Copy every line from the material below that holds "tomato".
================================
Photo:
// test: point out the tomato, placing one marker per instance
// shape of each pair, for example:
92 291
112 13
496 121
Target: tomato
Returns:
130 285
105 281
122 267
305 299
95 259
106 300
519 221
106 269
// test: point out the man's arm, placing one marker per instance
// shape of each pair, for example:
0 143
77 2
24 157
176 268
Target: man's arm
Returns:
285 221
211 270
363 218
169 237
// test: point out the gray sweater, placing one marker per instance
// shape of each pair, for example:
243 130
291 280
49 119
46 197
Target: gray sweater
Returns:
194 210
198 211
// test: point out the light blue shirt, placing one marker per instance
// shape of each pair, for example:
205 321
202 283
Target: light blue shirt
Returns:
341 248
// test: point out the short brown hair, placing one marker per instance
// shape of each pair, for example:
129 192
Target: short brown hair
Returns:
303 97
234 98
================================
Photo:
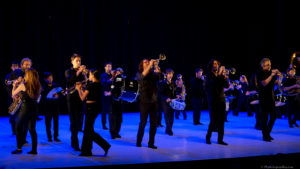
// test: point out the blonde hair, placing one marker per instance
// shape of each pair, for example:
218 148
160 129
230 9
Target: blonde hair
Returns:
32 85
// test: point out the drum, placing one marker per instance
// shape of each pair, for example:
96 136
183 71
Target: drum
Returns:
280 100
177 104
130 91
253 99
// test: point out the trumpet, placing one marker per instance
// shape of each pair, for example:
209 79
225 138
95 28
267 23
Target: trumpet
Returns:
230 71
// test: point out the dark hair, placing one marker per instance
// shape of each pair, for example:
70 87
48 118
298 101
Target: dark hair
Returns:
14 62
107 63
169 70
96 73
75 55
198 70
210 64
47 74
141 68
================================
» RESPONSE TO THE EXERCISE
// test: point out the tomato, placing one marker per instance
Target: tomato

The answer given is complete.